*Por Lucieni Pereira
Artigo publicado originalmente no Conjur.
Este artigo desenvolve uma reflexão sobre a reserva de vagas em concurso público federal frente à proibição constitucional de se adotar diferença de critério de admissão por motivo de sexo, idade, cor ou estado civil (artigo 7º, XXX c/c artigo 39, §3º). Embora tenha o Concurso Nacional Unificado (CNU) como pano de fundo, que adotou três tipos de reserva de vaga (pessoa com deficiência e cotas raciais para negros e indígenas), a exposição tem como foco analisar a compatibilidade da reserva de vaga em concursos públicos civis com o regime jurídico-constitucional.
A despeito da proibição taxativa, as pressões de grupos sociais e políticos são crescentes e diversificadas, perfazendo um total de 12 propostas legislativas, que seguem a trilha das cotas raciais vigentes. Esse movimento não era inesperado, tanto que o próprio ministro Gilmar Mendes manifestou preocupação durante o julgamento da Ação Declaratória de Constitucionalidade (ADC) nº 41 sobre a Lei nº 12.990/2014, que instituiu a reserva de vagas com recorte racial.
A decisão mencionada, embora seja respaldo para as atuais cotas para negros, não abordou aspectos restritivos de densa relevância constitucional dos cargos civis (artigo 7º, XXX c/c artigo 39, §3º), desencadeando perigoso efeito multiplicador.
Caminho árduo
Em artigo jurídico primoroso, o então procurador da República e professor Edilson Vitorelli (2016) [1], que se destaca como pensador sobre o tema e defensor de minorias, fez análise crítica acerca da instituição de reserva de vaga em concursos públicos. O autor observa quão difícil foi o caminho para estabelecer um sistema de recrutamento que livrasse o serviço público dos muitos vícios que o acompanharam ao longo da história. Conclui com o alerta de que aceitar “a constitucionalidade das cotas para negros em concursos públicos é aceitar que, no futuro, o legislador está autorizado a criar outras exceções à norma constitucional”.

..........

*Instruções*
Como fica a passagem do artigo sobre reserva de vagas, de "A despeito da" até "perigoso efeito multiplicador.", inclusive, se "perigoso" for substituído por "preocupante"? Reescreva-a com essa troca.

..........

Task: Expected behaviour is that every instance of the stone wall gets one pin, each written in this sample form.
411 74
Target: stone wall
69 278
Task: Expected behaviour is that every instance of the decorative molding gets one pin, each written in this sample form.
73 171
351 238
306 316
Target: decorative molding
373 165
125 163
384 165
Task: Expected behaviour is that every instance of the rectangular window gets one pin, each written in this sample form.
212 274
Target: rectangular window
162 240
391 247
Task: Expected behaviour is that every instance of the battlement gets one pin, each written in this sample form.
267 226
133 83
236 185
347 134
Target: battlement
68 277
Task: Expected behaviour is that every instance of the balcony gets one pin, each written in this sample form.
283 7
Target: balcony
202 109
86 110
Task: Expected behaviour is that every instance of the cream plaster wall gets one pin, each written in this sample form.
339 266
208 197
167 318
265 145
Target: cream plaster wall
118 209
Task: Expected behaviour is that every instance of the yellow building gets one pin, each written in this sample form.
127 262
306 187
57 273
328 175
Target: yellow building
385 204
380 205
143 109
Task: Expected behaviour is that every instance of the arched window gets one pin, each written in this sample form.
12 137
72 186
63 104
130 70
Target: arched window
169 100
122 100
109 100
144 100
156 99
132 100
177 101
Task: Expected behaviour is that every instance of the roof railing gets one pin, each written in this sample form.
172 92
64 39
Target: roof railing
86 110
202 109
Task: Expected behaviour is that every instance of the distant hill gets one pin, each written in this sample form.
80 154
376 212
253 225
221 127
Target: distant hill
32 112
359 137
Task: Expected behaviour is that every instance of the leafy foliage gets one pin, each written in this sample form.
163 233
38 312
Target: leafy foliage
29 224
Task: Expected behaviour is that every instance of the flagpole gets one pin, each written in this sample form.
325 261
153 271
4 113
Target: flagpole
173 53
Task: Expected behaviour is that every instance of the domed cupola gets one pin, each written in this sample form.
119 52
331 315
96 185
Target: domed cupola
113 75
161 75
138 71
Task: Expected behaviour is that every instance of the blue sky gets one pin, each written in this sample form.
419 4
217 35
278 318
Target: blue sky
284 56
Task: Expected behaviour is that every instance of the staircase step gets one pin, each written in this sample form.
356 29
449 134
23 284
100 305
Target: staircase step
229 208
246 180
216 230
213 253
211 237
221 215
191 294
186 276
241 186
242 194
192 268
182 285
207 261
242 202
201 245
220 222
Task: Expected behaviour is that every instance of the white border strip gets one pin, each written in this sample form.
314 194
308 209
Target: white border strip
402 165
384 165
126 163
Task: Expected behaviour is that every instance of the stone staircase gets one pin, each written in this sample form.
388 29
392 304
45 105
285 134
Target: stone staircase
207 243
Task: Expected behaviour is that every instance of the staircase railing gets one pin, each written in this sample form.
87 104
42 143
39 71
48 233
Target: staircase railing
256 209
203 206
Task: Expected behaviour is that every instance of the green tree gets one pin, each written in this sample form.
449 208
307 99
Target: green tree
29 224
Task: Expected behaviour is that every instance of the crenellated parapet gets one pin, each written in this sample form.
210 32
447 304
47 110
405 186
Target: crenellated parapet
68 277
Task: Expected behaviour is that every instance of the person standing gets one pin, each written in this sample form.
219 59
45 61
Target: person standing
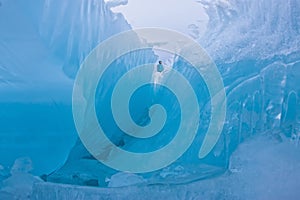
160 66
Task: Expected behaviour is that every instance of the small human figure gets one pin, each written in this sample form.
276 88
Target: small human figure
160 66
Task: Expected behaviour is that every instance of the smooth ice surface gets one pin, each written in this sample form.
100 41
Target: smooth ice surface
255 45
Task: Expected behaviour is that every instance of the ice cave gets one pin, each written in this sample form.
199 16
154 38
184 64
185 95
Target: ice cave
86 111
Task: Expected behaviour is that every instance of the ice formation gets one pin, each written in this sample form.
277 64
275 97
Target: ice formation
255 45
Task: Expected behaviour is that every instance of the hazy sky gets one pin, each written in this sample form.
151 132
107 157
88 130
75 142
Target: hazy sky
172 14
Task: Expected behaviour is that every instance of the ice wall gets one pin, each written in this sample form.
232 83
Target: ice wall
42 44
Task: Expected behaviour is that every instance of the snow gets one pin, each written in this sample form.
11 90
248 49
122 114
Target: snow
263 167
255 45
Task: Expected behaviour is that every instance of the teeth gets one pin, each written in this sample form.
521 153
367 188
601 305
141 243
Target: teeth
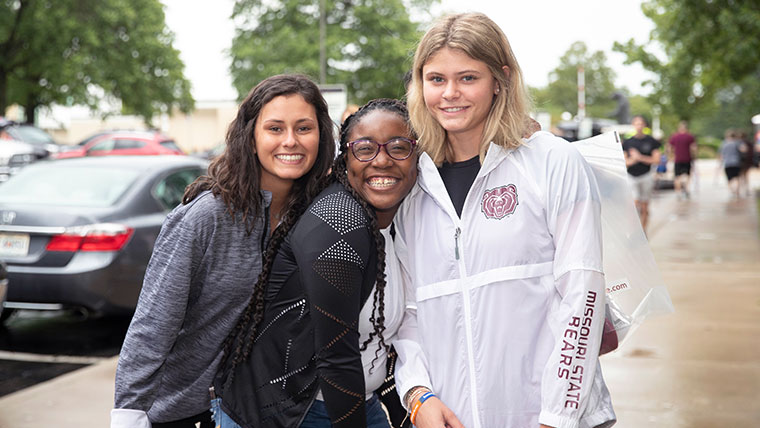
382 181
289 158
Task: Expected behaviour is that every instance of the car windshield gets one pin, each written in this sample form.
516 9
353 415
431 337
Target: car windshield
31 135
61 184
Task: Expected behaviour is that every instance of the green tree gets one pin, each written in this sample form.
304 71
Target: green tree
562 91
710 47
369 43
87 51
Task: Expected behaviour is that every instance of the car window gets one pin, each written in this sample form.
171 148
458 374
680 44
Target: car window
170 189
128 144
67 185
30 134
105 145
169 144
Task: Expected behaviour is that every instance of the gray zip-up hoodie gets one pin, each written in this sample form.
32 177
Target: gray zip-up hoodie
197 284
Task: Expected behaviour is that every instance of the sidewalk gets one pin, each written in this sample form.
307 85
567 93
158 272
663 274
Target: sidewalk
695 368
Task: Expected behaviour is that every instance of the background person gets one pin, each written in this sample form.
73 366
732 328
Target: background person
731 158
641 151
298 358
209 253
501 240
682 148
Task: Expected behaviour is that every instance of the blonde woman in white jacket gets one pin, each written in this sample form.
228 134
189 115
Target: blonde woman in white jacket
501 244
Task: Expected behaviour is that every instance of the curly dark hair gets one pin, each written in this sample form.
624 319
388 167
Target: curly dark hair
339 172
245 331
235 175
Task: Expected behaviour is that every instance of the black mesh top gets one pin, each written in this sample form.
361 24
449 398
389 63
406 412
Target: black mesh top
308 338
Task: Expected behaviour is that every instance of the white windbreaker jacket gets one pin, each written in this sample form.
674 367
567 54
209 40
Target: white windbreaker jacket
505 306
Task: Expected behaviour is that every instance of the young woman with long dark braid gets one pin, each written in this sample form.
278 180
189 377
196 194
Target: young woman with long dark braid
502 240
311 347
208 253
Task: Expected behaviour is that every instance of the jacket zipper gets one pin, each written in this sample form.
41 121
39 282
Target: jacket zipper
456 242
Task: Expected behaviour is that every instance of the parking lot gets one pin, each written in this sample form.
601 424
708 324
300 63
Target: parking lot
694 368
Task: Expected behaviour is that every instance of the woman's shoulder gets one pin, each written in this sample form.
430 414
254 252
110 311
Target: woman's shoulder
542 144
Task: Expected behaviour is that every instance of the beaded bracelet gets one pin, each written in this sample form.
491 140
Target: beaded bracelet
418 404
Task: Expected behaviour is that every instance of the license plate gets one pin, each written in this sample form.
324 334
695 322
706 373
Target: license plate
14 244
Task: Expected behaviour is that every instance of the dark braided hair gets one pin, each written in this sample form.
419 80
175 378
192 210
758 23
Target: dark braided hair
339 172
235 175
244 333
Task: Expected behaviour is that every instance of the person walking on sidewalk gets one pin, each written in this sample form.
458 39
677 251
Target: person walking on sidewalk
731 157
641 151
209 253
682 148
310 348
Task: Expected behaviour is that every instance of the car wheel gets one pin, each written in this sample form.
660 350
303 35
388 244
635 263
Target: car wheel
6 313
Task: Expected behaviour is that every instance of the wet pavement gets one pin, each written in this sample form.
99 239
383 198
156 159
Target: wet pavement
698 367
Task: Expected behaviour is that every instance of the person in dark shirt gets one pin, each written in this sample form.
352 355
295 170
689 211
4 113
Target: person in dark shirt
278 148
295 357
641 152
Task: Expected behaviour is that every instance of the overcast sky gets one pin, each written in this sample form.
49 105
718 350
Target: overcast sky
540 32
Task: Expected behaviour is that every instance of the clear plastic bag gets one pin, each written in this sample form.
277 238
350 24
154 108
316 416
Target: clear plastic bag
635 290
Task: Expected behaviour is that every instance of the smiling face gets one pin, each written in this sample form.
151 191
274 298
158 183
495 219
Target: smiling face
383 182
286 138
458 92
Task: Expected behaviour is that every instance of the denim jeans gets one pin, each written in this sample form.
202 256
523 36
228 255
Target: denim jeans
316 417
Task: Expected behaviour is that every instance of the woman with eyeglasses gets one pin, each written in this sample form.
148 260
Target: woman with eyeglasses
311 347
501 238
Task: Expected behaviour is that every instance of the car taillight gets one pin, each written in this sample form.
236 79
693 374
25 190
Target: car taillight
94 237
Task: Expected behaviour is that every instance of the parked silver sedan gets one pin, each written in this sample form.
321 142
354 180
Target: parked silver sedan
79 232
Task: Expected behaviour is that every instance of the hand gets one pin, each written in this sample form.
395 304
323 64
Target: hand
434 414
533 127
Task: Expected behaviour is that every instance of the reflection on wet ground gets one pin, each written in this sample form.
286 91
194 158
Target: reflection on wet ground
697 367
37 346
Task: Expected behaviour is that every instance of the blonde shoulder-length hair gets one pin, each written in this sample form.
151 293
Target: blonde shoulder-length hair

..........

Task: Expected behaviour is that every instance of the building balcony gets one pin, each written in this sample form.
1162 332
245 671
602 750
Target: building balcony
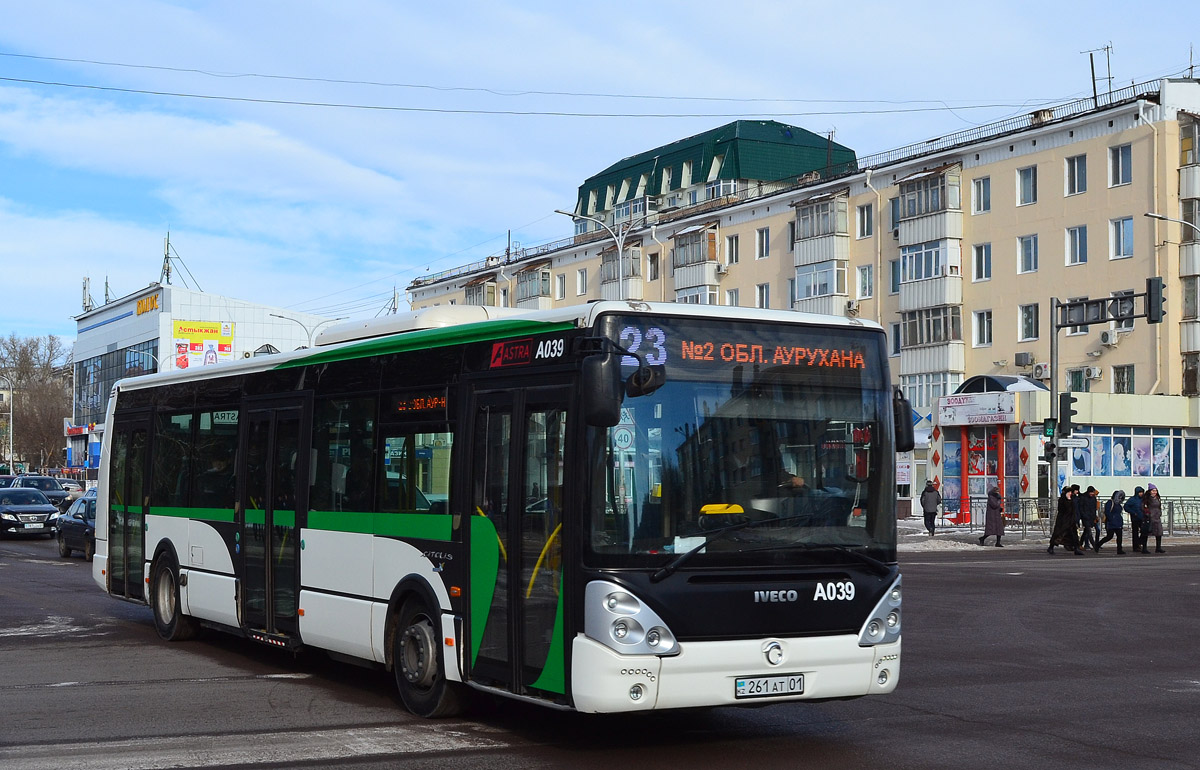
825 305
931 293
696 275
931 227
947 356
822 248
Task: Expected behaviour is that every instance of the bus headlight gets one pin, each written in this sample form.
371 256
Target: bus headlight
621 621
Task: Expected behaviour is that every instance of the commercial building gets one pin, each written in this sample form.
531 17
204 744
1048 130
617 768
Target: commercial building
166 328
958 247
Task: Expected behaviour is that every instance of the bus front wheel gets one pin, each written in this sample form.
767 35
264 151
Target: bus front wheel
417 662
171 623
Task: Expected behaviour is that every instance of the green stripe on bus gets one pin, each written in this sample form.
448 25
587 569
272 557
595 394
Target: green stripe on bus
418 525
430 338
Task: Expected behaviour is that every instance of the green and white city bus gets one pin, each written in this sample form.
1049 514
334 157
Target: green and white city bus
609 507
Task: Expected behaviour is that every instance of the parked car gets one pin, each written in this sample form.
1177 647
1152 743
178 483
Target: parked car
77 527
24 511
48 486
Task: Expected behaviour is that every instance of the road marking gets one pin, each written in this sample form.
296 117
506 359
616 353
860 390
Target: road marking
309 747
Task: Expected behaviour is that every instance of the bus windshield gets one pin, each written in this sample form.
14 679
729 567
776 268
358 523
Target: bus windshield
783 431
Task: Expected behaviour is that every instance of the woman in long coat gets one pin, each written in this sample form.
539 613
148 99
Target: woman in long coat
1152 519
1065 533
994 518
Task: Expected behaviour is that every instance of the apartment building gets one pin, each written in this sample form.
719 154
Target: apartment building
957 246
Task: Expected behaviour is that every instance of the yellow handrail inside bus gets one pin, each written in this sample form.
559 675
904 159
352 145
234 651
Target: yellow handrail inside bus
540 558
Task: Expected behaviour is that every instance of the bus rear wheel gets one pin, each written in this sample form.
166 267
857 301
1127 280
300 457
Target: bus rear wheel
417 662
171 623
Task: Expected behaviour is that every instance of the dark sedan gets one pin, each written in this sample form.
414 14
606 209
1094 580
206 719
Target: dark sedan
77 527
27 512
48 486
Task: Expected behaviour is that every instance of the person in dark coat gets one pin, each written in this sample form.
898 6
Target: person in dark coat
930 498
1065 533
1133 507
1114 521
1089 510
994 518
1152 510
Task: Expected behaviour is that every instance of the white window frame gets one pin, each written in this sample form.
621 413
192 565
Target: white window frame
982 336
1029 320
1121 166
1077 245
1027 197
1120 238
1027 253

..........

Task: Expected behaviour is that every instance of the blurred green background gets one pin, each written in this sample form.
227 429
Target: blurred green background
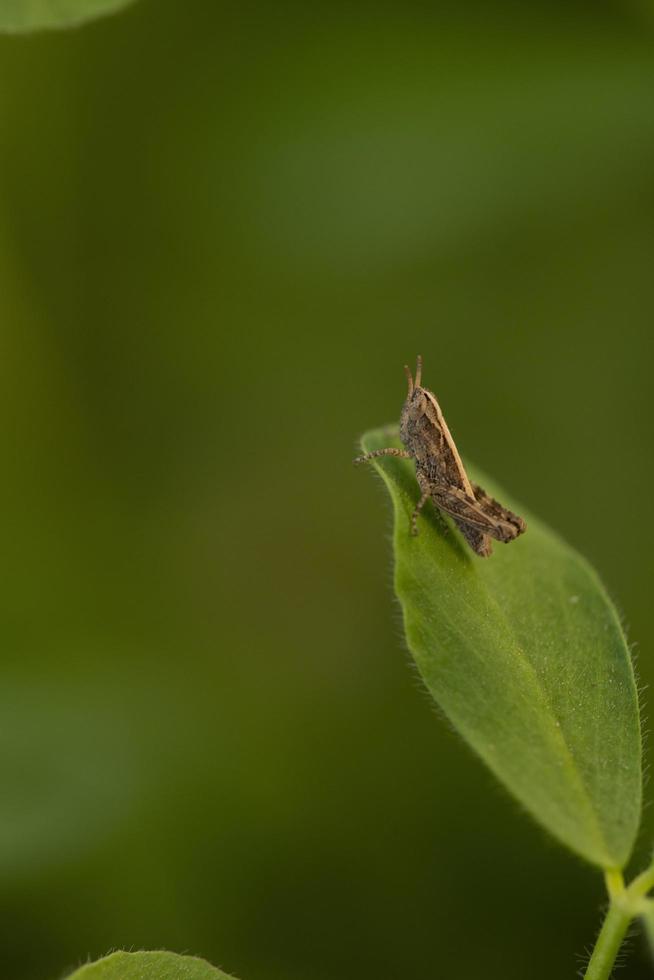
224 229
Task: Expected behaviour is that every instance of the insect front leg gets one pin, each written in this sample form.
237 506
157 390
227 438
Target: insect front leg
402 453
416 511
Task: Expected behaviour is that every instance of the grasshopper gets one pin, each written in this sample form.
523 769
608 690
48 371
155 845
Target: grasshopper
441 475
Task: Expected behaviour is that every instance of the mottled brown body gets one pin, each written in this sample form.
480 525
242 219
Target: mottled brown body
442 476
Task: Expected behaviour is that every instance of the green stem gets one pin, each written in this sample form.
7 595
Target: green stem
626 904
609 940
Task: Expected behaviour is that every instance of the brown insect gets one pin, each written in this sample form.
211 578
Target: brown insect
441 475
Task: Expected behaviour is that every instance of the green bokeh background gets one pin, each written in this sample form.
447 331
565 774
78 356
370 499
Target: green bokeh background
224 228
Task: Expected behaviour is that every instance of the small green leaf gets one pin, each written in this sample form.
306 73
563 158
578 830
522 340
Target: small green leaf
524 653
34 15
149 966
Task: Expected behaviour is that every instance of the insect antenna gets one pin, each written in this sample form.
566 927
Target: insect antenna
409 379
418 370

..........

*Resposta do exercício*
A despeito da proibição taxativa, as pressões de grupos sociais e políticos são crescentes e diversificadas, perfazendo um total de 12 propostas legislativas, que seguem a trilha das cotas raciais vigentes. Esse movimento não era inesperado, tanto que o próprio ministro Gilmar Mendes manifestou preocupação durante o julgamento da Ação Declaratória de Constitucionalidade (ADC) nº 41 sobre a Lei nº 12.990/2014, que instituiu a reserva de vagas com recorte racial.
A decisão mencionada, embora seja respaldo para as atuais cotas para negros, não abordou aspectos restritivos de densa relevância constitucional dos cargos civis (artigo 7º, XXX c/c artigo 39, §3º), desencadeando preocupante efeito multiplicador.